#### [Task brief]
From the material below, copy every line in which the word "position" occurs.

Records for this task section start

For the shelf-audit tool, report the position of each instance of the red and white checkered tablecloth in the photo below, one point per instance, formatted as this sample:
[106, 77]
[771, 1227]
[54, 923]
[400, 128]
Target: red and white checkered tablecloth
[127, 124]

Records for this task section end
Records for this task section start

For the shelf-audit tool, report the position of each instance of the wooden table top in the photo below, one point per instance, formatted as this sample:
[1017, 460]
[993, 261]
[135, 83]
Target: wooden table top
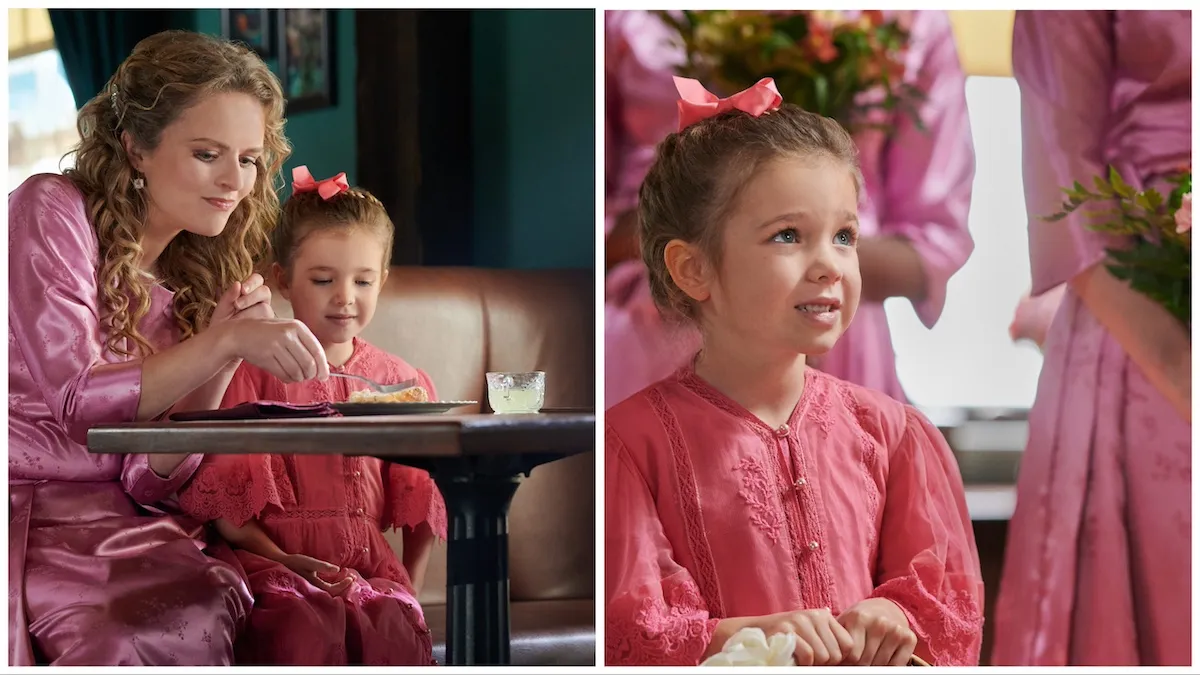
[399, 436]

Records for this task section end
Records for this task section start

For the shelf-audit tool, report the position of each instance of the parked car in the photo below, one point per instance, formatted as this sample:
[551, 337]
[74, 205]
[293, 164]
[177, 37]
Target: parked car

Records for this task section end

#### [Reply]
For the shelf-audit tool, report the position of each instance of the red and white checkered tablecloth in the photo below, one point per instance, formatted as this sample:
For the shelf-audit tool, report the position of each instance of the wooden table top in the photo below, one point per instance, formatted as this sample:
For the shelf-audit tool, report the position of each instance of the parked car in the photo below, one point per instance, formatted as this sample:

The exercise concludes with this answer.